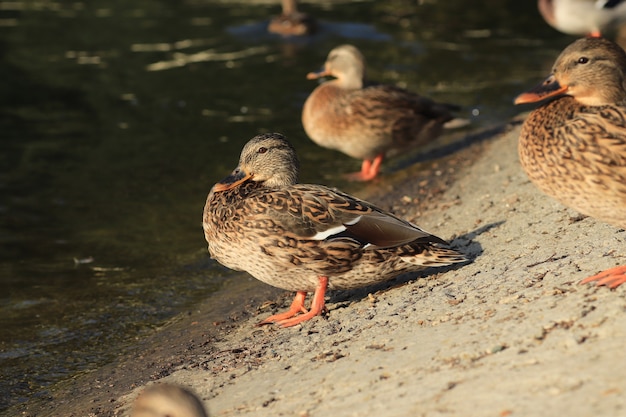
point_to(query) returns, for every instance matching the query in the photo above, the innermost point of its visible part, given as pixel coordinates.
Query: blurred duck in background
(291, 22)
(167, 400)
(583, 17)
(368, 121)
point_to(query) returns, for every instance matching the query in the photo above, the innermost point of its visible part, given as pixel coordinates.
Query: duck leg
(317, 305)
(369, 169)
(290, 318)
(612, 278)
(297, 306)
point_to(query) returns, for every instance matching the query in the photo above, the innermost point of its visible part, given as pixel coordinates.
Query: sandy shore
(511, 333)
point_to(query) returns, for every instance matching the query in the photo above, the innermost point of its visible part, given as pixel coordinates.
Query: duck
(167, 400)
(573, 147)
(291, 22)
(367, 121)
(583, 17)
(308, 237)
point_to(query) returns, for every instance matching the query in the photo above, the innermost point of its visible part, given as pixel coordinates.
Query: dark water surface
(116, 117)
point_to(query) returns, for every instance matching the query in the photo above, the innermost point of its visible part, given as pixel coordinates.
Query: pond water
(117, 117)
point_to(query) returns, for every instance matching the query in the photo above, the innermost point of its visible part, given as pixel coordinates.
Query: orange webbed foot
(297, 306)
(369, 169)
(612, 278)
(291, 317)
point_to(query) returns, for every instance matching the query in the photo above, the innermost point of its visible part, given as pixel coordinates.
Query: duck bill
(550, 87)
(238, 176)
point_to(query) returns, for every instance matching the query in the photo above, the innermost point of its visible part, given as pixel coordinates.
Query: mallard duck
(367, 121)
(291, 22)
(574, 147)
(167, 400)
(583, 17)
(304, 237)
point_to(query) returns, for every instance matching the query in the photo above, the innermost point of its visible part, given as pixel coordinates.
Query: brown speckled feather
(576, 152)
(364, 121)
(289, 234)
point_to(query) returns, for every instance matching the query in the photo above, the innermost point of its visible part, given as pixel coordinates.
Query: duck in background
(583, 17)
(291, 22)
(574, 147)
(305, 237)
(167, 400)
(368, 121)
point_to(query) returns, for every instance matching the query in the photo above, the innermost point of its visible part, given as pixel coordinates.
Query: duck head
(268, 158)
(346, 63)
(591, 70)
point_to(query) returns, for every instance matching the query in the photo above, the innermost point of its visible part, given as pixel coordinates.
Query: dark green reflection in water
(117, 117)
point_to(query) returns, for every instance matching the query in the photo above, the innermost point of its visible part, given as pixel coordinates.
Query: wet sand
(511, 333)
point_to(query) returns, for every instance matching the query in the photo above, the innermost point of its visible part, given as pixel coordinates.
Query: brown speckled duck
(574, 147)
(291, 22)
(167, 400)
(307, 238)
(367, 121)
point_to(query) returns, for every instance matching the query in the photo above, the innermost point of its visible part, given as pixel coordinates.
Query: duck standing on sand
(574, 147)
(167, 400)
(367, 121)
(307, 238)
(583, 17)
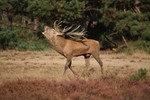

▸ Exercise goal
The records above are to be restated word for word, excluding all pictures.

▸ Completed task
point_to(query) returns, for every instance matching the query in the photo above, the innermost point of its visible part, given as pixel coordinates.
Query: blurred duck in background
(291, 22)
(167, 400)
(583, 17)
(368, 121)
point_to(query) returns, for every instance matching the query in the photo above, the innermost point of its visible part, given as pixel coordinates.
Query: duck leg
(317, 305)
(369, 169)
(290, 318)
(612, 278)
(297, 306)
point_to(query) returns, for every instance matching the query in the photo above, the innermost point of its visible part, given as pixel coordinates.
Query: sandy shore
(511, 333)
point_to(query) returns, for every instance matching the query in the photo above, the innermost point of its visible part, given as pixel coordinates.
Query: duck
(167, 400)
(573, 147)
(291, 22)
(367, 121)
(583, 17)
(308, 237)
point_to(query) returns, for every instance matching the query in the photo above, the innermost point of its visible part, given as pixel coordinates.
Query: dark water surface
(116, 117)
point_to(query) returns, for every instance matching the query in the photo above, the innermost point of its visible part, given as pixel coordinates.
Query: pond water
(117, 117)
point_to(query) returns, for every instance matching the query in the photo above, the innermost point of its visible part, given as pixel coordinates.
Query: orange webbed foot
(297, 306)
(369, 169)
(612, 278)
(291, 317)
point_to(query) returns, for every instance matching the query in the photo above, the innermost point of its visible part, given as pixel coordinates.
Query: duck bill
(550, 87)
(238, 176)
point_to(query) returns, for every instance matching the query in the photo above, the innermost point of its visible part, given as pixel coordinates.
Query: mallard duck
(367, 121)
(291, 22)
(574, 147)
(167, 400)
(583, 17)
(304, 237)
point_to(query) returns, for every instance matching the query in the photo above, the innermost point of its visible part, given as pixel coordinates.
Query: brown speckled feather
(576, 152)
(364, 121)
(289, 234)
point_to(query) returns, for every instance matching the query in the photo above, the innermost point of its visible part, given as pixel coordinates.
Query: duck in background
(583, 17)
(291, 22)
(574, 147)
(305, 237)
(167, 400)
(368, 121)
point_to(query) returns, for every instance matching the query in the photo above, the innermost point of its visible part, given as pixel coordinates.
Query: duck head
(268, 158)
(346, 63)
(591, 70)
point_to(query) returns, for every instance matching the query in the photo above, the innermost point of its visible part, given as pixel coordinates.
Query: dark green reflection in water
(117, 117)
point_to(query) returns, for every instance matching the query in the photo above, the innermost point of its visible part, given as pixel coordinates.
Query: wet sand
(511, 333)
point_to(query) returns, for every instance matching the query in the photo above, the innermost point of its visible part, given as pixel coordinates.
Query: brown speckled duck
(574, 147)
(291, 22)
(167, 400)
(307, 238)
(367, 121)
point_to(query) returns, for every instance matching the query in the photo above, the innermost point of its visible part, given as pixel coordinates.
Query: duck standing on sand
(574, 147)
(167, 400)
(367, 121)
(307, 238)
(583, 17)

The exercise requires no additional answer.